RECORDS FOR THE EXERCISE
|---|

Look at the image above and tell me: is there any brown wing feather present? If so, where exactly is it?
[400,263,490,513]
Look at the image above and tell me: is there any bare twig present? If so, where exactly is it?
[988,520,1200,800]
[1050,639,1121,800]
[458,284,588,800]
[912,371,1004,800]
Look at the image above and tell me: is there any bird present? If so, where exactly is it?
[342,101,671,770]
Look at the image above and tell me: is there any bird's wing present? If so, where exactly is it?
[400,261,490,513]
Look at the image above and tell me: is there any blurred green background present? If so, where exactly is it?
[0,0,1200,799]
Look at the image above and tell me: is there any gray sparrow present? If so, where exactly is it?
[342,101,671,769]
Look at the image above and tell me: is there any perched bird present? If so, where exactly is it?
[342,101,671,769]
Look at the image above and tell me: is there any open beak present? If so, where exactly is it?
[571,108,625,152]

|---|

PROBLEM TO SOLVE
Return all of the records above word for word, keeping every line the same.

SOLUTION TO THE EXERCISE
Look at the image above and tell me: is there any brown wing feather present? If so, where exactly is it?
[400,263,490,513]
Look at the image above and tell me: is there any bare twig present? If so, where exactly is it?
[988,520,1200,800]
[1050,639,1121,800]
[458,284,588,800]
[912,371,1004,800]
Look at the image above and tell me: is there any bird present? If so, where exactly is it?
[342,101,671,770]
Look at the image above and tell me: is there any bird's wing present? If so, where exactly is it?
[400,261,490,513]
Look at the image above and tell me: is there any blurred green background present? If so, where exactly is it?
[0,0,1200,799]
Look at the image above and tell me: is there any gray sparrow present? If so, where exactly is it?
[342,101,671,769]
Look at the image above and tell me: is there any perched bird present? If so, where exactly is it?
[342,101,671,769]
Look at the image above and tell me: is there any open beak present? If so, where exactly is it?
[571,108,625,152]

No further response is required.